▶ About this exercise: Filter the entries below, keeping every line that has the word "image".

----

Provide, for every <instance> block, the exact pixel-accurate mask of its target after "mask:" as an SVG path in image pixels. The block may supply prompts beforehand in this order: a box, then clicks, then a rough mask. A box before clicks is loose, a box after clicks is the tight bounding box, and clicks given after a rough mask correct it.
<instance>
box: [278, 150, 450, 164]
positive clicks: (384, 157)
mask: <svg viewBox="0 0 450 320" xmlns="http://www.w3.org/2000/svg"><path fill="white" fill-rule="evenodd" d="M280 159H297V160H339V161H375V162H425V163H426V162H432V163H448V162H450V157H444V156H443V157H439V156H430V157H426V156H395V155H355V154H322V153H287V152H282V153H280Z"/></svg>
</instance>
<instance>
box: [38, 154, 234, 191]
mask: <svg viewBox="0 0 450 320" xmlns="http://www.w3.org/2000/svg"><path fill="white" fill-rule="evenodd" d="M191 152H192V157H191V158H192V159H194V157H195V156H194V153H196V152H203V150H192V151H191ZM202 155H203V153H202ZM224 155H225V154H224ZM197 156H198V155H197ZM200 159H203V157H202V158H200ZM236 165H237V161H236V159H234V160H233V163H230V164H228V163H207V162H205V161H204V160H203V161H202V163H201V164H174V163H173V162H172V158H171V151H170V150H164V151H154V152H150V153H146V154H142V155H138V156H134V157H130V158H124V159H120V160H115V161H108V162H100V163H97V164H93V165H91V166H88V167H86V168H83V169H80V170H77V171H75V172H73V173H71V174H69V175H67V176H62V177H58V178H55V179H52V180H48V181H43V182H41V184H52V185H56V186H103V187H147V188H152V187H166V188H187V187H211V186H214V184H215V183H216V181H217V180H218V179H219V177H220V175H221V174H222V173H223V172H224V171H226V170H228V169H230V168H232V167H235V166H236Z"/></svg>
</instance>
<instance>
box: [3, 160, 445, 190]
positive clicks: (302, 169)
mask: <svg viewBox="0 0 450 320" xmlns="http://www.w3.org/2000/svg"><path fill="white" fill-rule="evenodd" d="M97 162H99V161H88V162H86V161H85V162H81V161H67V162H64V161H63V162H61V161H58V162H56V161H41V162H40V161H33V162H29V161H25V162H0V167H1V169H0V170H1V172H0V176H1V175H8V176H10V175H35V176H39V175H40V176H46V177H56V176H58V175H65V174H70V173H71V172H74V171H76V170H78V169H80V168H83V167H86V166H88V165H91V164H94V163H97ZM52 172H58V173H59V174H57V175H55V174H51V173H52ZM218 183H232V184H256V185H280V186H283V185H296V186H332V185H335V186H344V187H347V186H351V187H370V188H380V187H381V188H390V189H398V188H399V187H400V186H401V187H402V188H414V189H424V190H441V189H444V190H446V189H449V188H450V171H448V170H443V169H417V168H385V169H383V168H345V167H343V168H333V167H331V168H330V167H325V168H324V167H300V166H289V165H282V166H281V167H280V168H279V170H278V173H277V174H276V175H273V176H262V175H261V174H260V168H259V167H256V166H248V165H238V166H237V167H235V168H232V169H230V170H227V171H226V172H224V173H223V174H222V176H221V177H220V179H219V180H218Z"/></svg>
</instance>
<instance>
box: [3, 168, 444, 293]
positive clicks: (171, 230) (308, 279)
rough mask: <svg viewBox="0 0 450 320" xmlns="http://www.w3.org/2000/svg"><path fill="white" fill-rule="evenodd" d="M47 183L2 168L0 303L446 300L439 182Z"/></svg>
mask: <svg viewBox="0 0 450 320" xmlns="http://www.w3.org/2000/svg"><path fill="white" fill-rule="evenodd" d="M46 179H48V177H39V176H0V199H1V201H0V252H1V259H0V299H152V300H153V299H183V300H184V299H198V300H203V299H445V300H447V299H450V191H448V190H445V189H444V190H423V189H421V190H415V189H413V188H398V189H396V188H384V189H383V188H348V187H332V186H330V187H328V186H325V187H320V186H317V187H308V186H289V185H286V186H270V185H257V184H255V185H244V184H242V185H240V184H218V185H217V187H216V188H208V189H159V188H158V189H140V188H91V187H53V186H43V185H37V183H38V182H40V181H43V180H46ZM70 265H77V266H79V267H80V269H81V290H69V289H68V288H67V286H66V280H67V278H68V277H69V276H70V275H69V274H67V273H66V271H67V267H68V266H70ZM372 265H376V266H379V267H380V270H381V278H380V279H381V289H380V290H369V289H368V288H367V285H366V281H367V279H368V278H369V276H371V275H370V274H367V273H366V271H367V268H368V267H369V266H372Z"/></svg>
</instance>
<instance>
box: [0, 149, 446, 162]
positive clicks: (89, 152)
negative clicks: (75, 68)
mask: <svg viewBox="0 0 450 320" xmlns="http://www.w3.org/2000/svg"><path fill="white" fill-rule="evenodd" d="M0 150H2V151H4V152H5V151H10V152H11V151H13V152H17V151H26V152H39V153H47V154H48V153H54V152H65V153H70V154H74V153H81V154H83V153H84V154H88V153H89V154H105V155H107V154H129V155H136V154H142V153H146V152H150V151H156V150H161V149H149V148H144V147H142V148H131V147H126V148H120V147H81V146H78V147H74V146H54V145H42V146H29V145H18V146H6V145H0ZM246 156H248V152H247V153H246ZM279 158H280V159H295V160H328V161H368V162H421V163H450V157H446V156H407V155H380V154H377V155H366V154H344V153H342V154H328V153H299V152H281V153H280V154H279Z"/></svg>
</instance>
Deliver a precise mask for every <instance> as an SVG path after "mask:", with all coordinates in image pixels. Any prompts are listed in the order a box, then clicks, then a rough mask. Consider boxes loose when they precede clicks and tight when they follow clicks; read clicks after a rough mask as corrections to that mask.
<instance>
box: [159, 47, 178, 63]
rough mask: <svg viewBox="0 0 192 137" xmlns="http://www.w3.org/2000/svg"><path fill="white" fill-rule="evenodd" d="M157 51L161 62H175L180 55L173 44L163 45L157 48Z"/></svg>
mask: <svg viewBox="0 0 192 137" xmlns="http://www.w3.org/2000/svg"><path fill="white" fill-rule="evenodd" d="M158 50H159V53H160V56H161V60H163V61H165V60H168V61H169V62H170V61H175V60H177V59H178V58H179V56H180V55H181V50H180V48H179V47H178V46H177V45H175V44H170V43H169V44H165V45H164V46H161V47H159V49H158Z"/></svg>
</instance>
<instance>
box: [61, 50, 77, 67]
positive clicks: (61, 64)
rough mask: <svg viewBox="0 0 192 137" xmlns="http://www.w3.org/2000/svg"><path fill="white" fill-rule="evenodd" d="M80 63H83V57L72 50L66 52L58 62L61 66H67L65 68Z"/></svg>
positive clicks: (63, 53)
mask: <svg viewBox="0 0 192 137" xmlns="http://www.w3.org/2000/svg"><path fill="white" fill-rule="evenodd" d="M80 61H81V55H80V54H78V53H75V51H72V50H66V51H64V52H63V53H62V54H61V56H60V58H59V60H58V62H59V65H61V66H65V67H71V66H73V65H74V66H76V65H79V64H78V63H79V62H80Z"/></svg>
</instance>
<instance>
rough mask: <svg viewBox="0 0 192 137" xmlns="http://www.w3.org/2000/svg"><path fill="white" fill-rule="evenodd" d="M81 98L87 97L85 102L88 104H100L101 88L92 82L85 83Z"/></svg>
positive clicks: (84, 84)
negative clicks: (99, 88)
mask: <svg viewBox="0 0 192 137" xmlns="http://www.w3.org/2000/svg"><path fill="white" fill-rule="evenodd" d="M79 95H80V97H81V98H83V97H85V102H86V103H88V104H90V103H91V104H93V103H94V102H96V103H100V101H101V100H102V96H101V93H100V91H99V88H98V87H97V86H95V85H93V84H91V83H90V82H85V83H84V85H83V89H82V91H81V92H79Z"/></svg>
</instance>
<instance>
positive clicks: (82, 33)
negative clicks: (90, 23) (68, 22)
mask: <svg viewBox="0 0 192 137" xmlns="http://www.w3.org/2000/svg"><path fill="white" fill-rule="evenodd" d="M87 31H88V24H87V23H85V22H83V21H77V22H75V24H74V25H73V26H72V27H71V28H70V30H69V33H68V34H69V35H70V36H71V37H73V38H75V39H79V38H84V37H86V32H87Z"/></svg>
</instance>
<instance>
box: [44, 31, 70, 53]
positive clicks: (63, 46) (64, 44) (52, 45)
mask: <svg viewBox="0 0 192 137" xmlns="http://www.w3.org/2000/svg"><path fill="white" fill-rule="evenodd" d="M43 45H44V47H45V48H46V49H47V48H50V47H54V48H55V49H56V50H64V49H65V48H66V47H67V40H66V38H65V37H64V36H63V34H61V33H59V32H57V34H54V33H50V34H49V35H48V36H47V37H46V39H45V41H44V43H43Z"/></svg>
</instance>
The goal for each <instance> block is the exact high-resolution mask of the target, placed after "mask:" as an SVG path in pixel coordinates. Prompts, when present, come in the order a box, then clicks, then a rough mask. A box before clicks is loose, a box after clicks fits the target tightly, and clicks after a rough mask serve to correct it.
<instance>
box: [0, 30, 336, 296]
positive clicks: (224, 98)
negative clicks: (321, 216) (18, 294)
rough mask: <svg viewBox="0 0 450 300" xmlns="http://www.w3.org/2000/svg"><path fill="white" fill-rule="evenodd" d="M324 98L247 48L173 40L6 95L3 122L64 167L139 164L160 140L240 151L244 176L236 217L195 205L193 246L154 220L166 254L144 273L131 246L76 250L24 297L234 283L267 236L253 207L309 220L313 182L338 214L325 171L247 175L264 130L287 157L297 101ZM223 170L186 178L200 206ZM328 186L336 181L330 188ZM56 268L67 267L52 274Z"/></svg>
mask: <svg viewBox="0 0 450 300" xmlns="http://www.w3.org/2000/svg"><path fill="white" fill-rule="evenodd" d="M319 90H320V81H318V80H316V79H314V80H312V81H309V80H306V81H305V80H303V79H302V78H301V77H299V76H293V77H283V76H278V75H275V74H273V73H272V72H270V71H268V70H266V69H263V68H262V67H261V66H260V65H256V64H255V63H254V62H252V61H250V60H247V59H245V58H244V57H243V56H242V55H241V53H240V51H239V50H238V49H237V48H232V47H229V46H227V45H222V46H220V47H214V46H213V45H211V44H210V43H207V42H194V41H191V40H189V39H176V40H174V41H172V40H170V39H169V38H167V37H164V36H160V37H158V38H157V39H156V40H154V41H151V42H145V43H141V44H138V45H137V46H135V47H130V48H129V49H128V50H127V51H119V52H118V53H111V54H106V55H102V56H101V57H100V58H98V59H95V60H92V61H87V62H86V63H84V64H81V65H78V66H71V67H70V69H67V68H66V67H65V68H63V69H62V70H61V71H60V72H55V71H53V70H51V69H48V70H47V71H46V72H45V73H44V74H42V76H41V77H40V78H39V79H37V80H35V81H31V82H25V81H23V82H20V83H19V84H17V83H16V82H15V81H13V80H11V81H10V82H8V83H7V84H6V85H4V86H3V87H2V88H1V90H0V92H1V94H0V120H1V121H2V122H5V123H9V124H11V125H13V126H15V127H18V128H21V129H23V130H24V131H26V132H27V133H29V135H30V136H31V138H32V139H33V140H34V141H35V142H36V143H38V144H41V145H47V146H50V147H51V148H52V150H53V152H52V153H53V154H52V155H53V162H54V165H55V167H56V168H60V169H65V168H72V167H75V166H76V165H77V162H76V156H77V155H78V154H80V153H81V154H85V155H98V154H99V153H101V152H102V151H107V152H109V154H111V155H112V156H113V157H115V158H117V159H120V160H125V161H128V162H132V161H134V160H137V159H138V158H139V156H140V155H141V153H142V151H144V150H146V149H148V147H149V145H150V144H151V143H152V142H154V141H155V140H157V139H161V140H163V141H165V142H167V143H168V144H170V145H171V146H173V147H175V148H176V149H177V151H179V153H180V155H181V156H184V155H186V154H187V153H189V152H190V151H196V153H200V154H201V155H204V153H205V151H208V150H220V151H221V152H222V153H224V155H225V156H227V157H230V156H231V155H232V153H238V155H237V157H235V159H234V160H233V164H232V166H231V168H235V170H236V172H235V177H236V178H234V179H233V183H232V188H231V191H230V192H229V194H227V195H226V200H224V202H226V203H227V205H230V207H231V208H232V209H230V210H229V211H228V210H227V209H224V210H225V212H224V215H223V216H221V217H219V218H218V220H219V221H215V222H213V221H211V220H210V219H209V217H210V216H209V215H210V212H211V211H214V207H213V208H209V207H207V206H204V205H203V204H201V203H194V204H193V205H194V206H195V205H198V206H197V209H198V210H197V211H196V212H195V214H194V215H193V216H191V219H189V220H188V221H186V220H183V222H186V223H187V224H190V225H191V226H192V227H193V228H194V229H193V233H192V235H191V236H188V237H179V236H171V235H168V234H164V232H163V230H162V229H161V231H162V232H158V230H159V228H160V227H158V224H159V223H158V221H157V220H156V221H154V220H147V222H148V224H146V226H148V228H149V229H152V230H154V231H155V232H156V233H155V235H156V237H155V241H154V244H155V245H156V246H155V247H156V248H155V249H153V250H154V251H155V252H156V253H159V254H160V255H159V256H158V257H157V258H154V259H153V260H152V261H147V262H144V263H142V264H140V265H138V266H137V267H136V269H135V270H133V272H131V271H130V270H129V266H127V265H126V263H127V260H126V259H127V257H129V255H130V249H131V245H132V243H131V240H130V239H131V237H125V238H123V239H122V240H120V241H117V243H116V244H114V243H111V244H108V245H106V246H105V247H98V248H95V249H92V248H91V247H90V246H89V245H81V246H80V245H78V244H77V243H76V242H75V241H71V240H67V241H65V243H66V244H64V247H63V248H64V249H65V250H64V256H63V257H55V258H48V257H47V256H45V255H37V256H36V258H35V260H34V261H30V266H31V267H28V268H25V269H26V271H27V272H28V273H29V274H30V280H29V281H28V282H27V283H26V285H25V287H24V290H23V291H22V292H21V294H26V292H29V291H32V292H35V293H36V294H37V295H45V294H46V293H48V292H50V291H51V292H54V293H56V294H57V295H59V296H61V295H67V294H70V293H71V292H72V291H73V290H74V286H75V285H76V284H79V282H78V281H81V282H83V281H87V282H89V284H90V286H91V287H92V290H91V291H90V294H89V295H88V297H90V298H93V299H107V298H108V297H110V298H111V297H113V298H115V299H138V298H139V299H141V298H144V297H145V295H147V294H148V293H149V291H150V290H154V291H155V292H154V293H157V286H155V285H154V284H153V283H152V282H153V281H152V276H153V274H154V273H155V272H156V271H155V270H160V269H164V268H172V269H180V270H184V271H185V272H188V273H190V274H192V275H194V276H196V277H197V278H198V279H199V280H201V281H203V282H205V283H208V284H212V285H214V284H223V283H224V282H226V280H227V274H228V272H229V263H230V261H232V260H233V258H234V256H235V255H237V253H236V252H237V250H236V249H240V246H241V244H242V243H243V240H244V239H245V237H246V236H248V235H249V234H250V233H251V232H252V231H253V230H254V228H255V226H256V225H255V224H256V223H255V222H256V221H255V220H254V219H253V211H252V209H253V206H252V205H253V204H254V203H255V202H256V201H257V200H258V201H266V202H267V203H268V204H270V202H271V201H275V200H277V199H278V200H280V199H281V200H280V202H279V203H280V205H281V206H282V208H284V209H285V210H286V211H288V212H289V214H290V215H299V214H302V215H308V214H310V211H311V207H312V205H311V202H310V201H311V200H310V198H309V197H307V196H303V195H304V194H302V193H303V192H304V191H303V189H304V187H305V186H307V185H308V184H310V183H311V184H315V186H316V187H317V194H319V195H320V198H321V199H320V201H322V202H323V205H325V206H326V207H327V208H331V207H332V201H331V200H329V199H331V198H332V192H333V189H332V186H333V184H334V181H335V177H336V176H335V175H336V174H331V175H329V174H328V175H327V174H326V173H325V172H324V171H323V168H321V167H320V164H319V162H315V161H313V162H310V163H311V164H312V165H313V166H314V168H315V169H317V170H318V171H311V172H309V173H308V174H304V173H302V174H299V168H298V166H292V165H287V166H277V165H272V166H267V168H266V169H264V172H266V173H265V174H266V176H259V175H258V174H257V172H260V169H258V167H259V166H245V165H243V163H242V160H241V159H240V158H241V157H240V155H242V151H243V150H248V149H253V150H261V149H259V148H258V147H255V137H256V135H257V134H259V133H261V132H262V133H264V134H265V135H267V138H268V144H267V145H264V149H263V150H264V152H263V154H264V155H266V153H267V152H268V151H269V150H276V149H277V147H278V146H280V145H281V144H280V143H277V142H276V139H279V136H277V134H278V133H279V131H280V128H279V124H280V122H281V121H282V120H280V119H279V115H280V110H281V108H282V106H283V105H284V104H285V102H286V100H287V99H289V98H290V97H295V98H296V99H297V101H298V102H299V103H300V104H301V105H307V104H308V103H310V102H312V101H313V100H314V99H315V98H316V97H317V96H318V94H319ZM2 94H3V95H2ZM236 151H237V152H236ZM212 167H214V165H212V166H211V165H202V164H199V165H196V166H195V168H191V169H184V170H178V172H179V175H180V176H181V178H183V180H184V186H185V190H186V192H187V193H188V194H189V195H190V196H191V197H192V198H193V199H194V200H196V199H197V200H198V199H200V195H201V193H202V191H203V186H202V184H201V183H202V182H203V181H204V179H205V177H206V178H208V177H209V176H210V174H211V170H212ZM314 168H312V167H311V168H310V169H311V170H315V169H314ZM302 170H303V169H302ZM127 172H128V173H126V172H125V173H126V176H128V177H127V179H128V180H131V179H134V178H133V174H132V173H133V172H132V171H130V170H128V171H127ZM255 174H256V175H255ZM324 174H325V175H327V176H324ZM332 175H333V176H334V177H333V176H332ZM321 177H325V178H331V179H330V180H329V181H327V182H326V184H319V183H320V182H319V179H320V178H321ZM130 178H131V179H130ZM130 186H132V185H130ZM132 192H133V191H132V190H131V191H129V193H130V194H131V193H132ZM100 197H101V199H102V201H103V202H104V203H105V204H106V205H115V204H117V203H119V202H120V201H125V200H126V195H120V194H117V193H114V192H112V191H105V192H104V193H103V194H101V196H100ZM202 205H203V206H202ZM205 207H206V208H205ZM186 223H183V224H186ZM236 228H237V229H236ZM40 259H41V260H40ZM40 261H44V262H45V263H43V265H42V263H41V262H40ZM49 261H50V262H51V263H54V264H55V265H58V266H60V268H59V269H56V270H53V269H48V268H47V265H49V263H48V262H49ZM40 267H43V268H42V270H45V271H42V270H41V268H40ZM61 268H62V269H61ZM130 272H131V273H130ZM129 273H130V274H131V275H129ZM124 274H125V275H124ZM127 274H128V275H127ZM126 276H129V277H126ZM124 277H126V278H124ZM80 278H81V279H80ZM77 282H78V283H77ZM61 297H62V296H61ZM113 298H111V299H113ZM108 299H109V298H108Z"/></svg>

----

▶ Task output:
Provide, for every <instance> block, the exact pixel-accurate mask of its target after "mask:" as an SVG path in image pixels. The block may supply prompts beforehand in this order: a box, then clicks, then a rough mask. A box before clicks is loose, a box after clicks is the tight bounding box, and clicks given after a rough mask correct it.
Deliver a precise mask for every <instance> as an SVG path after "mask:", with all coordinates in image pixels. Any prompts are listed in the order a box, then clicks, then a rough mask. Consider boxes loose when they precede clicks and tight when they follow clicks; read clicks after a rough mask as corrections to that mask.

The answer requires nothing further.